The core was repaired by chasing the threads, and certifying they were fine, then applying Loctite 242 to the threads of the standoff and securing. Level measurements were taken across all 4 standoffs during several steps of tightening the standoff, and a final level measurement taken on all 4 to ensure it was true. I stopped applying pressure just slightly after the standoff bottomed out in the core to avoid completely stripping the core and rendering it useless. The core was allowed to have the 242 cure for over 24 hours before additional re-assembly steps were taken.
It is vital that any core repairs are done with utmost concern and caution.
Clean board fingers with a lintless cotton bud and 91% isopropyl alcohol. I also used this to clean the GPUs up. All boards were given ample time to dry out, with verification in several ways prior to re-assembly.
Every step was taken with extreme care and a great attention to detail.
All specs followed completely and tightening patterns to the apple service manual.
::::
> _TASK REQUIREMENTS_:
1. Rewrite the core repair notes from "The core was repaired" to "steps were taken.", putting "threadlocker" in place of "Loctite 242".
2. In the core repair notes, how long was the 242 allowed to cure before further re-assembly steps?
You can set aside the lines that follow; they aren't needed here.

> _DATASET CONTENT_:
::::
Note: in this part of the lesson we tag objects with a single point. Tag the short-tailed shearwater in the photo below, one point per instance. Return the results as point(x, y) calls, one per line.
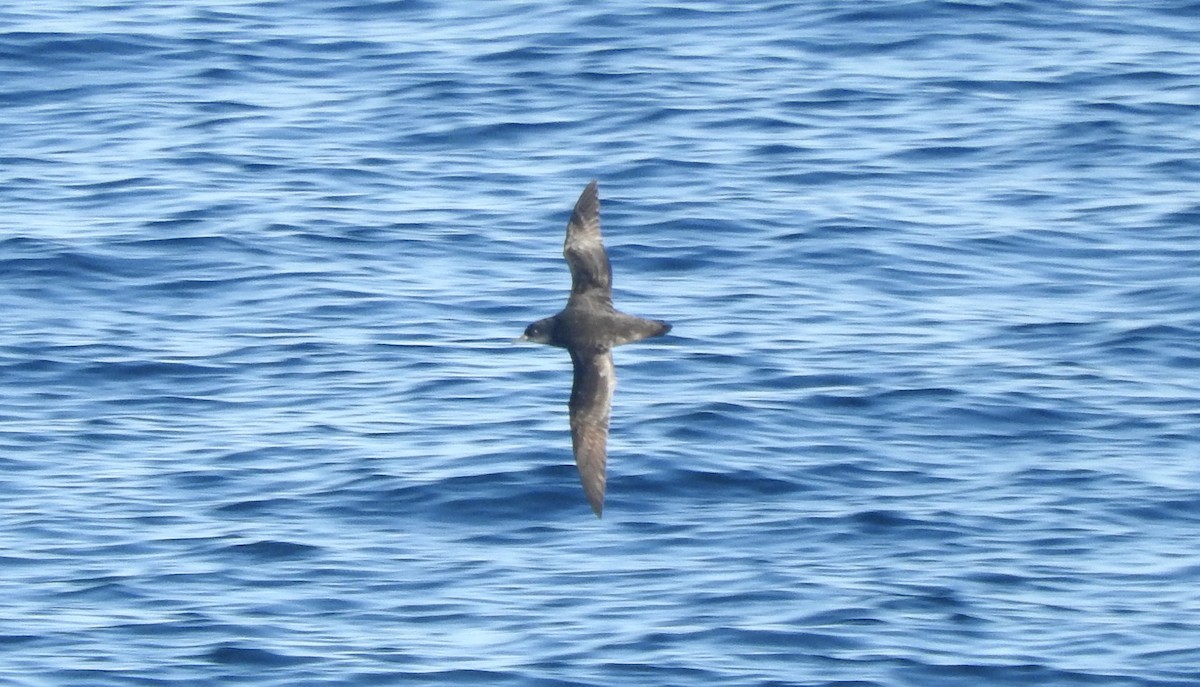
point(589, 328)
::::
> _ANSWERS FOR THE TASKS_:
1.
The core was repaired by chasing the threads, and certifying they were fine, then applying threadlocker to the threads of the standoff and securing. Level measurements were taken across all 4 standoffs during several steps of tightening the standoff, and a final level measurement taken on all 4 to ensure it was true. I stopped applying pressure just slightly after the standoff bottomed out in the core to avoid completely stripping the core and rendering it useless. The core was allowed to have the 242 cure for over 24 hours before additional re-assembly steps were taken.

2. Over 24 hours.